Reproduce word for word the lines of the data below, starting with the line that contains "Task: annotation of the jam" and going on through the end of the data.
========================================================================
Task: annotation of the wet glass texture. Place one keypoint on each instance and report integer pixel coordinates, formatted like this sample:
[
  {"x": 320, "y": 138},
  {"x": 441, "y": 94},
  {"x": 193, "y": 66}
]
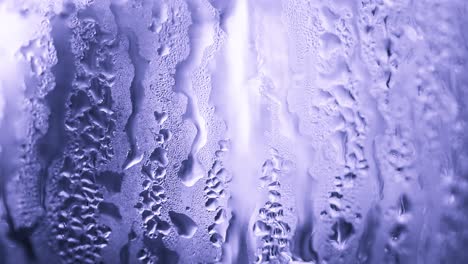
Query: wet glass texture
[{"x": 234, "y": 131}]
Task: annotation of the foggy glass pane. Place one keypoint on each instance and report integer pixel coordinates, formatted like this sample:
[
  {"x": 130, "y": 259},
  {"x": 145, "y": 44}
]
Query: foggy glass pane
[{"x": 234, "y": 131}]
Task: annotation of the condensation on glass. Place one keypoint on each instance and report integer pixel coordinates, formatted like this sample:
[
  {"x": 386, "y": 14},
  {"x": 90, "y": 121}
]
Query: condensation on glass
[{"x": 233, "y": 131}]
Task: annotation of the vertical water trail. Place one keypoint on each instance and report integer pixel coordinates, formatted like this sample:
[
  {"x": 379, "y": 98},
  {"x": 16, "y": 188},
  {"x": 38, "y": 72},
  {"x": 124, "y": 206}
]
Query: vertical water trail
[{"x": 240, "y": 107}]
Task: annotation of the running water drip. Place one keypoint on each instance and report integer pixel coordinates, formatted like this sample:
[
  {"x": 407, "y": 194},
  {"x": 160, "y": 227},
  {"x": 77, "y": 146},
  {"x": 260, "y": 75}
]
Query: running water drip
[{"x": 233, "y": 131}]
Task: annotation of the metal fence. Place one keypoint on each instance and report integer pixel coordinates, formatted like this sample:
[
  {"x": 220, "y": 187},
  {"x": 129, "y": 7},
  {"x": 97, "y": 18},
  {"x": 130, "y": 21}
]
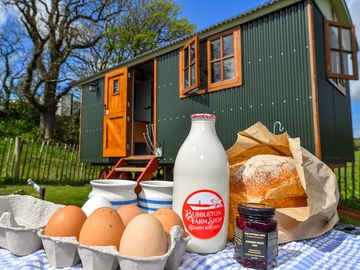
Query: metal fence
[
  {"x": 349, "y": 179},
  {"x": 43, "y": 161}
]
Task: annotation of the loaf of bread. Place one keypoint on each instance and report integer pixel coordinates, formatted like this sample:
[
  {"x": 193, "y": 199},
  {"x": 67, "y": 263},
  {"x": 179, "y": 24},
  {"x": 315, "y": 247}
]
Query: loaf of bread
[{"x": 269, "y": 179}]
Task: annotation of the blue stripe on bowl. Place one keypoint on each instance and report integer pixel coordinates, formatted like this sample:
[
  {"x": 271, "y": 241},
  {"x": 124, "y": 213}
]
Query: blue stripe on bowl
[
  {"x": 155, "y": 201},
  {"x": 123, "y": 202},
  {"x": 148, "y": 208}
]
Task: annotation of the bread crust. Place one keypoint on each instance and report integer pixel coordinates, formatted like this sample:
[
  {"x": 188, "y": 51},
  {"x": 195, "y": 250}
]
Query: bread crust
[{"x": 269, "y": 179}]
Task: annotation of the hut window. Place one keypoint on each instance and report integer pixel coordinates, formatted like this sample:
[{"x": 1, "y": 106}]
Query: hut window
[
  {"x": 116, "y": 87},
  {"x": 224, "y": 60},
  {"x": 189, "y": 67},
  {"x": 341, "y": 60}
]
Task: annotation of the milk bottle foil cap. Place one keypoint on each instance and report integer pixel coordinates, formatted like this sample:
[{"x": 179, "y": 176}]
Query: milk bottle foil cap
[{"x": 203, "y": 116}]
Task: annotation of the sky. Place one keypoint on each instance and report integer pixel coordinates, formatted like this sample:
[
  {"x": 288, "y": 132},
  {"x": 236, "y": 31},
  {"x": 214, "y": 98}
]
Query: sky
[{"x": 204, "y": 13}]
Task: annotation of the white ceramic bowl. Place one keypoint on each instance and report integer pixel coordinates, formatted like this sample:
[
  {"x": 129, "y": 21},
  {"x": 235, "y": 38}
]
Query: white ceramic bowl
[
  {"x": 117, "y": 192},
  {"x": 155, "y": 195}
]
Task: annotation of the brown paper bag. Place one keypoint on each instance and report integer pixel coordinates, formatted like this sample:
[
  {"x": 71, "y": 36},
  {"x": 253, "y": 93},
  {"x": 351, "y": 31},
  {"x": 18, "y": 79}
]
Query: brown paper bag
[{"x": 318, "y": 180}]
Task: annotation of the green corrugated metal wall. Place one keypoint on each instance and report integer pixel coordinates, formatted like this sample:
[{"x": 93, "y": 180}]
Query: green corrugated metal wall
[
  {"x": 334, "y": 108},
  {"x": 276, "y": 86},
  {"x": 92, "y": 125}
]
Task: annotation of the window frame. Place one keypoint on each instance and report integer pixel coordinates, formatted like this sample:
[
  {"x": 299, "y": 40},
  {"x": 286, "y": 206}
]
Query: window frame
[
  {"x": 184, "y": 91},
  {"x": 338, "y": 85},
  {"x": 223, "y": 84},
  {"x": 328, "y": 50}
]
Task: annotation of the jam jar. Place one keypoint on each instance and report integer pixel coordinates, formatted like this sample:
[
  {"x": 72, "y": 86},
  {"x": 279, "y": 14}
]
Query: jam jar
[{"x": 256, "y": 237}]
========================================================================
> **Solved exercise**:
Task: annotation of the jam jar. Place one keypoint on each instance and report integer pixel coordinates, formatted like this sample:
[
  {"x": 72, "y": 86},
  {"x": 279, "y": 14}
]
Query: jam jar
[{"x": 256, "y": 237}]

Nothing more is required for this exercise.